─── RECORDED DATA

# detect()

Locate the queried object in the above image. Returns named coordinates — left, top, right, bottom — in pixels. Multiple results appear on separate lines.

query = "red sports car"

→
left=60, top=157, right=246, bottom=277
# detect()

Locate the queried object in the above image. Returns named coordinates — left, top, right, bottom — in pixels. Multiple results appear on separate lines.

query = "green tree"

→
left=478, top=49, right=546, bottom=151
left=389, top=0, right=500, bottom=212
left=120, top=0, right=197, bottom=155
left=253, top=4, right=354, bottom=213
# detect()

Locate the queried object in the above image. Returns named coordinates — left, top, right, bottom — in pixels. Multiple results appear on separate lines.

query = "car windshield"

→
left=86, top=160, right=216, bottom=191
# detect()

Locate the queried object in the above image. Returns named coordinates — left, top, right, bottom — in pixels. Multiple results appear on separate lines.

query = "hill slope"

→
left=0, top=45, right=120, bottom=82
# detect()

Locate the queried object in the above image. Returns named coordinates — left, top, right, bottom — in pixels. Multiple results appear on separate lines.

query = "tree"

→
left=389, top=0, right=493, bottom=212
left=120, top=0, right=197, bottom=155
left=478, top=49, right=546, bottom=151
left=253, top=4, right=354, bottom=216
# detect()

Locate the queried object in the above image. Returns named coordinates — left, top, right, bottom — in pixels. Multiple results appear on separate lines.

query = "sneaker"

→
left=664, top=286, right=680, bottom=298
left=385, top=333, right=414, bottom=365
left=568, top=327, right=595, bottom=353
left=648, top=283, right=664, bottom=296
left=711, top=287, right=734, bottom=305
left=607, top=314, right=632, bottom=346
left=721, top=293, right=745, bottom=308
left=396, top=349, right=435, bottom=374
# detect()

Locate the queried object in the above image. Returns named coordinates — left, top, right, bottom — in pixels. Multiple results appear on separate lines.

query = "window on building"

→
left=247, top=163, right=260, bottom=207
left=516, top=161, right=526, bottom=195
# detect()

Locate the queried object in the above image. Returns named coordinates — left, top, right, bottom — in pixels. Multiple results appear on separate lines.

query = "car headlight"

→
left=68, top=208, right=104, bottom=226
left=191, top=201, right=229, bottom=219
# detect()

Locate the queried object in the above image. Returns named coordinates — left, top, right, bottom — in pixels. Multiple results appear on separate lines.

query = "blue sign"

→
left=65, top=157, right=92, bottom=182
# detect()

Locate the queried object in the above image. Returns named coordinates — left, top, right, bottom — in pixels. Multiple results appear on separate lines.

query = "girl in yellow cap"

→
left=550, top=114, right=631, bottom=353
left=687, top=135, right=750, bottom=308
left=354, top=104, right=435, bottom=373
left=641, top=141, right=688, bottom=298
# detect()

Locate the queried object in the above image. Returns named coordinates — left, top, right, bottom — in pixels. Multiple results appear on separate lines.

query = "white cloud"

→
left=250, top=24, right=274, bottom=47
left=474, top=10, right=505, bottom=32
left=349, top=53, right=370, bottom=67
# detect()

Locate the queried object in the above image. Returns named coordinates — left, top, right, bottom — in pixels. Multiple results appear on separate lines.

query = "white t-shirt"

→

──────

▶ _WHAT YOU NEED TO DO_:
Render every line of the listing above as a numbered list, omitting the blank lines.

▶ _ANSWER BELOW_:
1. # detect()
2. Locate the queried object in the above image. Returns named coordinates — left, top, right, bottom — in pixels. Multiple results appear on separate lines.
3. query = "red sports car"
4. →
5. left=60, top=157, right=246, bottom=277
6. # detect()
7. Locate the queried object in the above image. Returns named coordinates — left, top, right, bottom — in pixels. Multiple results appear on separate lines.
8. query = "green tree"
9. →
10. left=478, top=49, right=546, bottom=151
11. left=389, top=0, right=500, bottom=212
12. left=120, top=0, right=197, bottom=155
13. left=253, top=4, right=354, bottom=213
14. # detect()
15. Locate the queried object in the above image. Returns named coordinates — left, top, right, bottom — in pixels. Multiple results appear on separate lines.
16. query = "car windshield"
17. →
18. left=86, top=160, right=216, bottom=191
19. # detect()
20. Locate the queried object in the above image. Returns named coordinates — left, top, right, bottom — in pixels. Multiple results appear on separate lines.
21. query = "hill slope"
22. →
23. left=0, top=45, right=120, bottom=82
24. # detect()
25. Locate the queried object in the above image. Returns named coordinates — left, top, right, bottom — in pixels. Multiple results appear on separate lines.
26. query = "tree"
27. →
28. left=389, top=0, right=493, bottom=212
29. left=120, top=0, right=197, bottom=155
30. left=478, top=49, right=546, bottom=151
31. left=253, top=4, right=354, bottom=216
32. # detect()
33. Locate the queried object in the above image. Returns named coordinates — left, top, right, bottom — in pixels. Multiple results appear on separate lines.
34. query = "sneaker"
35. →
36. left=664, top=286, right=680, bottom=298
37. left=385, top=333, right=414, bottom=365
38. left=568, top=327, right=595, bottom=353
39. left=648, top=283, right=664, bottom=296
40. left=711, top=287, right=734, bottom=305
41. left=607, top=314, right=632, bottom=346
42. left=721, top=293, right=745, bottom=308
43. left=396, top=349, right=435, bottom=374
44. # detect()
45. Locate the queried object in the above image. Returns named coordinates — left, top, right, bottom — in pixels. Multiple results appear on separate lines.
46. query = "window on building"
47. →
48. left=247, top=163, right=260, bottom=207
49. left=516, top=161, right=526, bottom=195
50. # detect()
51. Locate the queried object in the above image. Returns named coordinates — left, top, right, bottom — in pixels. Multiple results appear on separate lines.
52. query = "car headlight"
53. →
54. left=68, top=208, right=104, bottom=226
55. left=191, top=201, right=229, bottom=219
56. # detect()
57. Locate the queried object in the above image. Returns named coordinates — left, top, right, bottom — in pixels. Multiple results appear on separate lines.
58. query = "blue sign"
59. →
60. left=65, top=157, right=92, bottom=182
61. # detect()
62. Locate the queried object in the above image. Returns named coordinates — left, top, right, bottom — in pixels. Multiple results appear on separate lines.
63. query = "girl in yellow cap"
64. →
65. left=550, top=114, right=631, bottom=353
66. left=687, top=135, right=750, bottom=308
67. left=354, top=104, right=435, bottom=373
68. left=641, top=141, right=688, bottom=298
69. # detect()
70. Locate the queried object in the above image. Returns named coordinates — left, top, right, bottom — in pixels. Multiple results appear on separate lines.
71. query = "white cloud"
72. →
73. left=250, top=24, right=274, bottom=47
74. left=474, top=10, right=505, bottom=32
75. left=349, top=53, right=370, bottom=67
76. # detect()
77. Locate the queried object in the above image. Returns named coordinates — left, top, right, bottom — in pixels. Multiple results appear on separate lines.
78. query = "white t-shirt"
79. →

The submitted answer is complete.